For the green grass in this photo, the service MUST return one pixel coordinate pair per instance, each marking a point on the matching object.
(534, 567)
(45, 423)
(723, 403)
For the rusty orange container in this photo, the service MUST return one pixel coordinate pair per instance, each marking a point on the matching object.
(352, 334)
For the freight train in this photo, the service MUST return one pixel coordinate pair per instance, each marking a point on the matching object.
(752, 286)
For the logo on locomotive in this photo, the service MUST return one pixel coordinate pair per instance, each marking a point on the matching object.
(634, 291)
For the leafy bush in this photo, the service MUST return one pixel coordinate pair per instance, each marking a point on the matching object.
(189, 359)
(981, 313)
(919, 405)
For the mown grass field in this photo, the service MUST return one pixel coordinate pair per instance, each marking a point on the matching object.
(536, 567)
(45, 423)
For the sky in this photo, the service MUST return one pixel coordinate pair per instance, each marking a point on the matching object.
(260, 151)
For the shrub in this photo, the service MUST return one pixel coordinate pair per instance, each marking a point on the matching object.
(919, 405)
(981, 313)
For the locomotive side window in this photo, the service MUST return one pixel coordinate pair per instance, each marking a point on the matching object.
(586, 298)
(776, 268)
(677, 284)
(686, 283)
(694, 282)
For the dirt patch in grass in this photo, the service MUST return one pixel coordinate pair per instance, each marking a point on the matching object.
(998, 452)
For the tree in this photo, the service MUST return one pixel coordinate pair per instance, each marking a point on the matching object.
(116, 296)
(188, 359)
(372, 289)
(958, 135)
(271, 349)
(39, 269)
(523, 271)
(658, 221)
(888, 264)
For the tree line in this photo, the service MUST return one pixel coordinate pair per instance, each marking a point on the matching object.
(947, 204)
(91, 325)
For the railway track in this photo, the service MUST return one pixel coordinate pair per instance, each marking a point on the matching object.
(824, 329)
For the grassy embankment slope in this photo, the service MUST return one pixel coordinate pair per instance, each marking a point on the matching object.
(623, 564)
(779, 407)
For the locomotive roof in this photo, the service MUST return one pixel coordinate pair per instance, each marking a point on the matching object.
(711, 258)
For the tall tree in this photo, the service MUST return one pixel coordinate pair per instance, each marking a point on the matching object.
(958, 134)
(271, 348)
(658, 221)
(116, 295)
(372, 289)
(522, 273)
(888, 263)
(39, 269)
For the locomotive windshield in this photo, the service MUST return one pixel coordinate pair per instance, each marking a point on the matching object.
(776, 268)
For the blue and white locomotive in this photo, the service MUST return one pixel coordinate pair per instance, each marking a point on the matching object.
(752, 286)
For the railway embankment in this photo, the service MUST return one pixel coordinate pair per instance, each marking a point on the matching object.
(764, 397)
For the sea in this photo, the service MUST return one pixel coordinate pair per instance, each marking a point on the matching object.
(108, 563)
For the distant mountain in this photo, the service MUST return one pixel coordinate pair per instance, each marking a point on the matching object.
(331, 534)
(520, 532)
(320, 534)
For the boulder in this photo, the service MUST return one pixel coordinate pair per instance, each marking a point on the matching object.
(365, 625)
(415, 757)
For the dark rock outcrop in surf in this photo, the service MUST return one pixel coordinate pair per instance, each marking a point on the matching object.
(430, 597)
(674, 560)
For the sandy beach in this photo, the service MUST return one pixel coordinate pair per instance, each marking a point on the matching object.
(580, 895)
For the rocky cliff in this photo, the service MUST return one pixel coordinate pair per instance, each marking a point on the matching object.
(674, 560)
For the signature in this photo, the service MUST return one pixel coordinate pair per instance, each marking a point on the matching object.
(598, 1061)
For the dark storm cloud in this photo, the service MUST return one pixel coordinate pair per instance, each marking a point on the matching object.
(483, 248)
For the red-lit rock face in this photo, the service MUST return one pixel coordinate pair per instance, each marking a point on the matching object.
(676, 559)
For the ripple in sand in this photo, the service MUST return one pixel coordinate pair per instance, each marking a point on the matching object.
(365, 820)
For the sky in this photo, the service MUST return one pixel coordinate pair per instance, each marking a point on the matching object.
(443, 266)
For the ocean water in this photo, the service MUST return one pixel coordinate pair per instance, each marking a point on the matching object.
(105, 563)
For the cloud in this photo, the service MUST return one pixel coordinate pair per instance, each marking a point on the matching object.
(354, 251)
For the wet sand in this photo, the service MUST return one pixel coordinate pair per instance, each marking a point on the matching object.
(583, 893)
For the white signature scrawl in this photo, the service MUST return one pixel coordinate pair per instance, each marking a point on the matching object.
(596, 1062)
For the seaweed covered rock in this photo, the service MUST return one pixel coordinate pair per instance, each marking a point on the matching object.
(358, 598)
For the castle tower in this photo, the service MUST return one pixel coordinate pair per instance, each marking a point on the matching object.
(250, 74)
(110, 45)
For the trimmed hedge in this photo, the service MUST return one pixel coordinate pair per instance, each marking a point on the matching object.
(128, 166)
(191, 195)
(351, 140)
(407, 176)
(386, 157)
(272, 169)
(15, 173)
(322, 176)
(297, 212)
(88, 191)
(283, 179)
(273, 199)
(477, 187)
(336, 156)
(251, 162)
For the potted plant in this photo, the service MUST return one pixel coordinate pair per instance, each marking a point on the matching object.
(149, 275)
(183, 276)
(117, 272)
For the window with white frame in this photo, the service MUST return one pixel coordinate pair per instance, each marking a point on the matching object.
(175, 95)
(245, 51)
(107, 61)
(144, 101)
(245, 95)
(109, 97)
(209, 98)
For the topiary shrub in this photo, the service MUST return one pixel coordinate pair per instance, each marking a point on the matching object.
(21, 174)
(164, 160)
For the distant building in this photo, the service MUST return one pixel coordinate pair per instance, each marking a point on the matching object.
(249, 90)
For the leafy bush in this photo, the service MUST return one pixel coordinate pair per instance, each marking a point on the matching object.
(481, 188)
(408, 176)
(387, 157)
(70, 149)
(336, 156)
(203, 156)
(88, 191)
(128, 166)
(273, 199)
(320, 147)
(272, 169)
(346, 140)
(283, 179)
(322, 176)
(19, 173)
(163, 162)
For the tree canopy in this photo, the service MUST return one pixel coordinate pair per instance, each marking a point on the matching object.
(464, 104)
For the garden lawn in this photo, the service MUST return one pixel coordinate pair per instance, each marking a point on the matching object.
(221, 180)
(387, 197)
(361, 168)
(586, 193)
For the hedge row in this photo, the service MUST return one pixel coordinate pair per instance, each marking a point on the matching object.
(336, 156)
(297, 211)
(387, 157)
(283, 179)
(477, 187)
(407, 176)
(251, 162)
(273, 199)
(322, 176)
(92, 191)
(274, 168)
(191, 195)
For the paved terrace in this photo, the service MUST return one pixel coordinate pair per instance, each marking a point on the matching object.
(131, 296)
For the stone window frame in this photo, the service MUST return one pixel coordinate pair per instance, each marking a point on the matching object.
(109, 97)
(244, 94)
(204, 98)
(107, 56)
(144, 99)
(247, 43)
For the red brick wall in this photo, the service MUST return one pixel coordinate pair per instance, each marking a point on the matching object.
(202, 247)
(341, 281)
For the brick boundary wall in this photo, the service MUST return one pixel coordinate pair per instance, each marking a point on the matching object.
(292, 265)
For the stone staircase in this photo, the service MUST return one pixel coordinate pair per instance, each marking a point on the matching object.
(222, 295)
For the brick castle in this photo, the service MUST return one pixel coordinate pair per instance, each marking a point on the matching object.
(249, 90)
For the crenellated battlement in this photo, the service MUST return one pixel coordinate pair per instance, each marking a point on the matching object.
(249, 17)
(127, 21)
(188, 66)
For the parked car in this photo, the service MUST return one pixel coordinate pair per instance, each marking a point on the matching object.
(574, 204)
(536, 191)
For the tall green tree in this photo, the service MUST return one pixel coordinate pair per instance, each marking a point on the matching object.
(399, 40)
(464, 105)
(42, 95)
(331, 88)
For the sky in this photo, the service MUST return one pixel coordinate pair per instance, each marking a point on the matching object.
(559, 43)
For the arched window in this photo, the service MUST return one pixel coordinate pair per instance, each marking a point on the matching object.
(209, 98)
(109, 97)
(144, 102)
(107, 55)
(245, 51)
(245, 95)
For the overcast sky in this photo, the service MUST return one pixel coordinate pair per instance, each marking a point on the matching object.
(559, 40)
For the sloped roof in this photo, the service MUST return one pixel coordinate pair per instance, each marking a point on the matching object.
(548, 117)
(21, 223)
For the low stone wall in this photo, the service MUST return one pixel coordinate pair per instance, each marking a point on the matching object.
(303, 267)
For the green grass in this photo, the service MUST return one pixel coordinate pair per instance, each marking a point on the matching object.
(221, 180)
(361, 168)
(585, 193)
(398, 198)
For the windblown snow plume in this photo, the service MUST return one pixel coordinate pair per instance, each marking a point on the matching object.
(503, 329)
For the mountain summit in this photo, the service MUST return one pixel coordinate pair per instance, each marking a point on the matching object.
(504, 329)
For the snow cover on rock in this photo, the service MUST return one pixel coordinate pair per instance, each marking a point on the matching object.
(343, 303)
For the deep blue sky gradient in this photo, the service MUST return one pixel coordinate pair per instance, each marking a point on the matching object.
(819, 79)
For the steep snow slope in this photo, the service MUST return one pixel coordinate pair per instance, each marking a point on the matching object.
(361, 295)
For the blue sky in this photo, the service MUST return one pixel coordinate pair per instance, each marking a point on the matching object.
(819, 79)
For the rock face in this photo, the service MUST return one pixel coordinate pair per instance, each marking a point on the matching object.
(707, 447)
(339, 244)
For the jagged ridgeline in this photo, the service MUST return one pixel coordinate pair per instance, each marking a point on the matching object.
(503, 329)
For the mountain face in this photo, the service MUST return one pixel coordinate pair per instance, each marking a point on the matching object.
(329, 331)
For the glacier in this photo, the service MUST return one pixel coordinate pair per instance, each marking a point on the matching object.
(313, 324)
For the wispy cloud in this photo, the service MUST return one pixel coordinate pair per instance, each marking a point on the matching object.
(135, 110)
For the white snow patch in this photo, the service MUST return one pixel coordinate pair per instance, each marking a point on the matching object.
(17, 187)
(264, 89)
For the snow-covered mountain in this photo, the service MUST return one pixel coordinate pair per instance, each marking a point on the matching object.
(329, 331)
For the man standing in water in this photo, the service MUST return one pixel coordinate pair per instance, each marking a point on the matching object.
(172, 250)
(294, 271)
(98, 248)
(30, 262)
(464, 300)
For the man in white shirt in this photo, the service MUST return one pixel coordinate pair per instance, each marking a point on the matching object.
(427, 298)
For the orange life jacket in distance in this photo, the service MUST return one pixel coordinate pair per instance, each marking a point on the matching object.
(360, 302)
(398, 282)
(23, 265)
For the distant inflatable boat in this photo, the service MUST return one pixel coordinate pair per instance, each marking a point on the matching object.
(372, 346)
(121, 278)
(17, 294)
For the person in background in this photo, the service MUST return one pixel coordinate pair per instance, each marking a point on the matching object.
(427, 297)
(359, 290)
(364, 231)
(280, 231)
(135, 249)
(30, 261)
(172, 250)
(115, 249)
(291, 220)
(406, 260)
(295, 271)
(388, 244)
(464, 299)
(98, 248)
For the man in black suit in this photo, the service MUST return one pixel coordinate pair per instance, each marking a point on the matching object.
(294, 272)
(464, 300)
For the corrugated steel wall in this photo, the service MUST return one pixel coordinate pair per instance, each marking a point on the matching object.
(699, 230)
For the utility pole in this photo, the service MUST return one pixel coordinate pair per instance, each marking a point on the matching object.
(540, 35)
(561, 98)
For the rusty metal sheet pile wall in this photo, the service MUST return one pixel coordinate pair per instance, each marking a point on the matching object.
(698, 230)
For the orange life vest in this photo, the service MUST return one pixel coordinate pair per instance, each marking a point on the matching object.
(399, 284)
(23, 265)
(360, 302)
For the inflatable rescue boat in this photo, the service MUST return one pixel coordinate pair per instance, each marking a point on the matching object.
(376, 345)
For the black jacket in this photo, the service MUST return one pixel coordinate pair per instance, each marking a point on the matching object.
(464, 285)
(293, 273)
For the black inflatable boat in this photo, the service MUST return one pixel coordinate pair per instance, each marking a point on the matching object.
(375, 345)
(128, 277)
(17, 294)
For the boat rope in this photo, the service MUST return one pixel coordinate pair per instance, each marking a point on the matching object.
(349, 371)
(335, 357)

◆ ◆ ◆ ◆

Directions
Exactly the lines from the one containing "For the boat" through the end of the records should be reproduced, and no others.

Expected answer
For the boat rope in this photo, the service MUST return one pixel coordinate pair per instance, each marking a point on the matching object.
(349, 371)
(335, 357)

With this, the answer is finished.